------ Available data
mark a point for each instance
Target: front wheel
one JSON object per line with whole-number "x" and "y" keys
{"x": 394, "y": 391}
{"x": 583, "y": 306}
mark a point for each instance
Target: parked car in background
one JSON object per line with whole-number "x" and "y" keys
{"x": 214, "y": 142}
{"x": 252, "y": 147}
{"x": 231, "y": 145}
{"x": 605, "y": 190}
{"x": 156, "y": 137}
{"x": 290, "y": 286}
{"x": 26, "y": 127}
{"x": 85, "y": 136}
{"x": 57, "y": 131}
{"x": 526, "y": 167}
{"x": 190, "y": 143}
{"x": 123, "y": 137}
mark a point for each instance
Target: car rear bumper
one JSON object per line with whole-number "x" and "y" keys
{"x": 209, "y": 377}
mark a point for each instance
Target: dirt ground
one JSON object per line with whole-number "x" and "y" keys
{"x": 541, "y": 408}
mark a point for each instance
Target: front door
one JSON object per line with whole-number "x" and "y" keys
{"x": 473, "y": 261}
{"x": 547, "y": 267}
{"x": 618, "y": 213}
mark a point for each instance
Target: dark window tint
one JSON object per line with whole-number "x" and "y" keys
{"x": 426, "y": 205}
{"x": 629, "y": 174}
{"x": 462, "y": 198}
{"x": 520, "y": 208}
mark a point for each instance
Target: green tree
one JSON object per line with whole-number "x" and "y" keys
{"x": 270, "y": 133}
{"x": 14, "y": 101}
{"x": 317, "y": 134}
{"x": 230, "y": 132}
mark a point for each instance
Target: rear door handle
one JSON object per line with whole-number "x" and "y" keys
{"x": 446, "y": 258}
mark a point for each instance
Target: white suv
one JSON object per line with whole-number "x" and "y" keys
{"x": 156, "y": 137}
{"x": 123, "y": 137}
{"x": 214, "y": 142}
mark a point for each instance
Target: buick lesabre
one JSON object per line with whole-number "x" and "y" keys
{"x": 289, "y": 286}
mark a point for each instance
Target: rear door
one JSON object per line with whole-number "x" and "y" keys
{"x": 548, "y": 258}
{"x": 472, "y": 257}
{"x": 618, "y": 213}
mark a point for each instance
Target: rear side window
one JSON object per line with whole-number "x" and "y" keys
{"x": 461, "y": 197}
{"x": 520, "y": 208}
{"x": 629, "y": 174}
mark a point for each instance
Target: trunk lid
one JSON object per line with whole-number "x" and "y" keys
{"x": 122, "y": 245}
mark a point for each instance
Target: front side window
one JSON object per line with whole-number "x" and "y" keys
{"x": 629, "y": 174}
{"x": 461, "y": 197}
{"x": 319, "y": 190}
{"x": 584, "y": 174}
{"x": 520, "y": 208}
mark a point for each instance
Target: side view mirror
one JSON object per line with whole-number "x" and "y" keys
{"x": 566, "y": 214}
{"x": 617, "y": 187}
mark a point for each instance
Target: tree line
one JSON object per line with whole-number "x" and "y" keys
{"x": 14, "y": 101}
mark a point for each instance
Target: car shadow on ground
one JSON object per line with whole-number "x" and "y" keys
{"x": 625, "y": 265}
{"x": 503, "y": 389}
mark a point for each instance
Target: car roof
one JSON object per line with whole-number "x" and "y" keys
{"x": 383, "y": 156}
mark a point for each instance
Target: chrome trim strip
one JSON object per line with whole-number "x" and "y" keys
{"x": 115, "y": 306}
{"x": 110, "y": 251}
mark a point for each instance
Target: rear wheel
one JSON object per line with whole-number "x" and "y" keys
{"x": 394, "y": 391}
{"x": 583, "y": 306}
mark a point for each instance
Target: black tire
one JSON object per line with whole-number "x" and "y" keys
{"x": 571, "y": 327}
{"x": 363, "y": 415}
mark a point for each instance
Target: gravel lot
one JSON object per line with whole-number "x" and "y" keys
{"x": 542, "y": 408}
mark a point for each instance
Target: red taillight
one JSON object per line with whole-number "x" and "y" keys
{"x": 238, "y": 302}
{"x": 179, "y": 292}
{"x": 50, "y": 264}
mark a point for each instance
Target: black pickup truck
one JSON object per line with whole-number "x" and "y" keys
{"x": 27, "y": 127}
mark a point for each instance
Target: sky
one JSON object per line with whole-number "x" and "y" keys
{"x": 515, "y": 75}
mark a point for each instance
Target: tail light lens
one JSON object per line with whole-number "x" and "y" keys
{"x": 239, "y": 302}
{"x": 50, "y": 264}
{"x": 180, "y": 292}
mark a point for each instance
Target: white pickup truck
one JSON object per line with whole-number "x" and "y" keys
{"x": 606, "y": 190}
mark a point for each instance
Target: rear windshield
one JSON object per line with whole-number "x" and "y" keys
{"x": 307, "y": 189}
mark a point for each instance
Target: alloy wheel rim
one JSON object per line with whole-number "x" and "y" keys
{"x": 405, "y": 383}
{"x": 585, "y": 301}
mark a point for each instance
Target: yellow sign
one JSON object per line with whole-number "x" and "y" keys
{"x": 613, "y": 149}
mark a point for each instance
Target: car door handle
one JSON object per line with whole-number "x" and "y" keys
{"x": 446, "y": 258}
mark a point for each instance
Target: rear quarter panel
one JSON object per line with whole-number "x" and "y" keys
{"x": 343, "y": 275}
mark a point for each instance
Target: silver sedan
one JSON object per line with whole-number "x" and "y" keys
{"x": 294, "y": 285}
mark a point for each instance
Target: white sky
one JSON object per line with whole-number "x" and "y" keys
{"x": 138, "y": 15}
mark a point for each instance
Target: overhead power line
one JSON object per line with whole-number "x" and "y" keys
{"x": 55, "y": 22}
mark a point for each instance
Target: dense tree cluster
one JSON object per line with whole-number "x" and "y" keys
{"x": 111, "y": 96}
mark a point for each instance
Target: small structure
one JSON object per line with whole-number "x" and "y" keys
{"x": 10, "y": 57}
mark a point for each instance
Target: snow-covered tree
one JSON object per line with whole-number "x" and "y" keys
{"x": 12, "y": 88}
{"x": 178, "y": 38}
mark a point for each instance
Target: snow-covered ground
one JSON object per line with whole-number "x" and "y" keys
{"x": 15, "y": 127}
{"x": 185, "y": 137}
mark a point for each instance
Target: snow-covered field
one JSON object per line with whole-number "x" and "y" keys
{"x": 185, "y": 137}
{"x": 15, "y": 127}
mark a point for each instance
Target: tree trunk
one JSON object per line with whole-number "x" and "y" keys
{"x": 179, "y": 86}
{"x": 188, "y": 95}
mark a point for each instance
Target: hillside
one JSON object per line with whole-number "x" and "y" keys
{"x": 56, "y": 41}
------------
Activity »
Extract from the records above the lines from the one containing "Target: white suv" to the one containing "Target: front side window", both lines included, exactly as they appear and with nothing else.

Response »
Target: white suv
one JSON object per line with whole-number "x" and "y" keys
{"x": 156, "y": 137}
{"x": 123, "y": 137}
{"x": 214, "y": 142}
mark a point for each instance
Target: buick lesabre
one JSON object per line with whole-number "x" and "y" keys
{"x": 289, "y": 286}
mark a point for each instance
Target: rear door
one JSON object per line with whole-number "x" and "y" keys
{"x": 548, "y": 258}
{"x": 472, "y": 257}
{"x": 618, "y": 213}
mark a point for each instance
Target: rear side window
one JSON object per line with whole-number "x" and "y" keys
{"x": 461, "y": 197}
{"x": 520, "y": 208}
{"x": 629, "y": 174}
mark a point for each instance
Target: trunk lid
one JSON object per line with whole-number "x" and "y" keys
{"x": 122, "y": 245}
mark a point for each instance
Target: front side window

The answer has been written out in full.